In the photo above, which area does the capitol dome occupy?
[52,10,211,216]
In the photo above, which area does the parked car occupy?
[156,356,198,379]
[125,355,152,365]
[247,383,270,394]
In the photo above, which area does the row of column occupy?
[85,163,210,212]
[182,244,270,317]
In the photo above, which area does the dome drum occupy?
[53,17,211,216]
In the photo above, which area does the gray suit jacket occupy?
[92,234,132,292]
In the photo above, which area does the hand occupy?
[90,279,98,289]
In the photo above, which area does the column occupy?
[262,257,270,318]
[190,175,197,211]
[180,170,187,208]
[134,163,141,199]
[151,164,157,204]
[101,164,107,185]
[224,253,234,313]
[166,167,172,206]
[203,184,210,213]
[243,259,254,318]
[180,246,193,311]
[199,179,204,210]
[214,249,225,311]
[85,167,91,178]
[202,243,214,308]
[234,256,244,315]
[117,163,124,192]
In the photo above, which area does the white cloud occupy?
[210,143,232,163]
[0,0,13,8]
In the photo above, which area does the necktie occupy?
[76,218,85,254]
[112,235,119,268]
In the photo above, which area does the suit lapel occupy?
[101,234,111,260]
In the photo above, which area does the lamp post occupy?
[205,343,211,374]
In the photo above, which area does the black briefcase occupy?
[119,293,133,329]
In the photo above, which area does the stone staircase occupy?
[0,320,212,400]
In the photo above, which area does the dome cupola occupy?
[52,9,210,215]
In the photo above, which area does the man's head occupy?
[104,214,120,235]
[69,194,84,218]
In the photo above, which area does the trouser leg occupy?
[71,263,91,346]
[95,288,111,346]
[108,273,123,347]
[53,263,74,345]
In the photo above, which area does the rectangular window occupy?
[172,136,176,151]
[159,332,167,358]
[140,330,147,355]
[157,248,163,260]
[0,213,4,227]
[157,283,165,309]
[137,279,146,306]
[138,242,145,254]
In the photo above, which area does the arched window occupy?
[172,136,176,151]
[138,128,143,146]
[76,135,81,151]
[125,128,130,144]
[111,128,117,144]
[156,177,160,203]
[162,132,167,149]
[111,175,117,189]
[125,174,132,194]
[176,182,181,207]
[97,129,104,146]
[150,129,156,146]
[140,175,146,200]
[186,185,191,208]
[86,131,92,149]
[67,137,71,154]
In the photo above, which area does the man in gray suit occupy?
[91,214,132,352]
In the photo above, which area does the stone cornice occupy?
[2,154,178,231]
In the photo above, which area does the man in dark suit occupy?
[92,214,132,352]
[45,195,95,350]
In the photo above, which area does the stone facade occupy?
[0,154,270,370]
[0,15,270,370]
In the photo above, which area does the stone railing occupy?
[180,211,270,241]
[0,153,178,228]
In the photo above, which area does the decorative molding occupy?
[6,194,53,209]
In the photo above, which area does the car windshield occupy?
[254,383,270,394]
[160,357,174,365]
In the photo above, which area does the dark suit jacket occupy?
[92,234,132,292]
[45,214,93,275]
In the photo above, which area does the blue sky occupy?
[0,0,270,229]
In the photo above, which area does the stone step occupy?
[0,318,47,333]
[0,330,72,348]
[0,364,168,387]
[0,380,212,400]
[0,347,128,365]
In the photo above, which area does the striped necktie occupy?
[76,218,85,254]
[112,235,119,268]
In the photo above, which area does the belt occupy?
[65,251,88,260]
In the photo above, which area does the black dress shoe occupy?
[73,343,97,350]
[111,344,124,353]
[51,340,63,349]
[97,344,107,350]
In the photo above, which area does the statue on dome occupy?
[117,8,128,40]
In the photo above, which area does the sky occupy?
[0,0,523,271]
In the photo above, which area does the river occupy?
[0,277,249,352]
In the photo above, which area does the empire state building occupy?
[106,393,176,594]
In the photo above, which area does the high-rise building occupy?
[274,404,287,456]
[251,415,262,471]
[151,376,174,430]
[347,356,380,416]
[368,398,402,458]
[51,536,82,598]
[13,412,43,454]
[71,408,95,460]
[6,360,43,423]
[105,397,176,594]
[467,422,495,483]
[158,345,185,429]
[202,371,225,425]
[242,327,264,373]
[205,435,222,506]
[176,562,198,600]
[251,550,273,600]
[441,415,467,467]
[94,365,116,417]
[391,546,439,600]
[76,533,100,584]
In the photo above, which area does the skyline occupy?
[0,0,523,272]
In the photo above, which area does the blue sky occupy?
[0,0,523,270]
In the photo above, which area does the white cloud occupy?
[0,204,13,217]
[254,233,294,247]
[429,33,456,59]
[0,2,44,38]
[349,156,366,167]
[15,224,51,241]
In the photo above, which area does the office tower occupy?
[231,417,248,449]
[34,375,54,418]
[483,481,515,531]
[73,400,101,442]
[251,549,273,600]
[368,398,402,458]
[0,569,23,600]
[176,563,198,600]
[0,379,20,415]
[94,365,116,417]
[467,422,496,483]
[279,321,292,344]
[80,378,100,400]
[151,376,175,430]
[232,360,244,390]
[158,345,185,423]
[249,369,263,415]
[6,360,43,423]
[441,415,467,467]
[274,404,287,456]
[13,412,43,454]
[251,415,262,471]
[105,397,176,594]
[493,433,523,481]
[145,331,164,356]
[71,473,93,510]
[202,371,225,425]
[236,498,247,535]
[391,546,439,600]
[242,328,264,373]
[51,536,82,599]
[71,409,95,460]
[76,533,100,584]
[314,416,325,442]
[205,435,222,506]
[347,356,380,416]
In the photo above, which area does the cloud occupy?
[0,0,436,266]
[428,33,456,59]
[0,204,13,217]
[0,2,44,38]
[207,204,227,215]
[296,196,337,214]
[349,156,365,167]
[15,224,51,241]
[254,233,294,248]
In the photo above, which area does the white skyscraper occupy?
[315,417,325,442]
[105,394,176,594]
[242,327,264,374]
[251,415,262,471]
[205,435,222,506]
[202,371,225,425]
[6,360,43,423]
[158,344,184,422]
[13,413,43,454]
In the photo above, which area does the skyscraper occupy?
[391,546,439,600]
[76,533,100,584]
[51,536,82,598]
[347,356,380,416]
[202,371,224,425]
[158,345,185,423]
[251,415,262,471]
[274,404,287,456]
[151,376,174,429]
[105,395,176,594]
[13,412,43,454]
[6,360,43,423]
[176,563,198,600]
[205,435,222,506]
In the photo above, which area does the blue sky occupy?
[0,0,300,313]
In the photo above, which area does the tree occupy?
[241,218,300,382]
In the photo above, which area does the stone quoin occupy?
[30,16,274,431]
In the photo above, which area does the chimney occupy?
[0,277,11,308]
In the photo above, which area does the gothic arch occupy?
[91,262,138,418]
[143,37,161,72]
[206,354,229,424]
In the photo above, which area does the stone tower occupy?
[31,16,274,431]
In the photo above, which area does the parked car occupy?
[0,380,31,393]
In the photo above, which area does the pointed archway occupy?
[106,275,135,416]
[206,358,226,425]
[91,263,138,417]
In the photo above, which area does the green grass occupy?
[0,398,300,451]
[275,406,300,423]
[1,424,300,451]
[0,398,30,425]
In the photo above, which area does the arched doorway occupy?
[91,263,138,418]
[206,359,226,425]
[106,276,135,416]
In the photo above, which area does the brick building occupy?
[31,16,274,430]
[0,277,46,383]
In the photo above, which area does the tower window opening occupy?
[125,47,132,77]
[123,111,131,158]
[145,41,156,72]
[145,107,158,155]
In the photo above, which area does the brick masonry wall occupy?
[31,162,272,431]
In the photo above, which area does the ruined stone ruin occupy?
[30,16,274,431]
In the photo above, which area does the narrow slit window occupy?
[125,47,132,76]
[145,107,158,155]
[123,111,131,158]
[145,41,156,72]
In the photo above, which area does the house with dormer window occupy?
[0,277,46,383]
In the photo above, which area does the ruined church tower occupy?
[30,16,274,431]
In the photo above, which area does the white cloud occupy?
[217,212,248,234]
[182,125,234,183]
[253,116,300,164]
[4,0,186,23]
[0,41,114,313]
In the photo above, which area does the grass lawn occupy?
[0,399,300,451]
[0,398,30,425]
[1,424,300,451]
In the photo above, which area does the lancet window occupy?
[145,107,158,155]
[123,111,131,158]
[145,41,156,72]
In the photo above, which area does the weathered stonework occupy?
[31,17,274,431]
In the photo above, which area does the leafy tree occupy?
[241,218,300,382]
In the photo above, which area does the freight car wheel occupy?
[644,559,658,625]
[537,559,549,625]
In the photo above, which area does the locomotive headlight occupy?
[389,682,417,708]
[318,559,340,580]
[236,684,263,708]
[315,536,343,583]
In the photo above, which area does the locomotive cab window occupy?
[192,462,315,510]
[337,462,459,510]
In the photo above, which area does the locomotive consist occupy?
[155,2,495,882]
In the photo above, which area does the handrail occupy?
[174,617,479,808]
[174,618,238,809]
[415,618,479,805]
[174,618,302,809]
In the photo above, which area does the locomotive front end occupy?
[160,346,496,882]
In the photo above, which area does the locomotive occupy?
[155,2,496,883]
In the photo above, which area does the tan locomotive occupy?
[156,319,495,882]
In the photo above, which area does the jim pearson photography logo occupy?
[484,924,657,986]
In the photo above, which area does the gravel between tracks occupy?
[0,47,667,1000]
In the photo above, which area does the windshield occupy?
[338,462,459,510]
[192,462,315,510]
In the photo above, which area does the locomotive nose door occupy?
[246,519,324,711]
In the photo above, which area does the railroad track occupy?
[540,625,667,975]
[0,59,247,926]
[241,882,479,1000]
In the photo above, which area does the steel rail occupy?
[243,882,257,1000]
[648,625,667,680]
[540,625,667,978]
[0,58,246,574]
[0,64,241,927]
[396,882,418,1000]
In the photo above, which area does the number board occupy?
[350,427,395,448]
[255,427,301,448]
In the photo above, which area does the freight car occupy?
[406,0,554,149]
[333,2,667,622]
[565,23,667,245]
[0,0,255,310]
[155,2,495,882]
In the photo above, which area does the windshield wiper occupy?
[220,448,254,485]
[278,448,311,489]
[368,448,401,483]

****************************************

▶ [Do this]:
Reproduce the listing verbatim, from its first line through the line containing "[101,234,111,260]", both ends included.

▶ [Answer to this problem]:
In the photo above, which area does the capitol dome occupy?
[52,10,211,216]
In the photo above, which area does the parked car occupy?
[156,356,198,379]
[125,355,152,365]
[247,383,270,394]
In the photo above, which area does the row of column occupy?
[85,163,210,212]
[182,244,270,317]
In the photo above, which area does the dome drum occupy?
[53,17,211,216]
In the photo above, which area does the gray suit jacket occupy?
[92,234,132,292]
In the photo above, which area does the hand occupy?
[90,279,98,289]
In the photo above, which area does the column occupy?
[262,257,270,318]
[190,175,197,211]
[180,170,187,208]
[134,163,141,199]
[151,164,157,204]
[101,164,107,185]
[224,253,234,313]
[166,167,172,206]
[203,184,210,213]
[243,259,254,318]
[180,246,193,311]
[199,179,204,210]
[214,249,225,311]
[85,167,91,178]
[202,243,214,308]
[234,256,244,315]
[117,163,124,192]
In the photo above, which area does the white cloud occupy?
[210,143,232,163]
[0,0,13,8]
In the photo above, which area does the necktie occupy?
[76,218,85,254]
[112,235,119,268]
In the photo above, which area does the suit lapel occupy?
[101,234,111,260]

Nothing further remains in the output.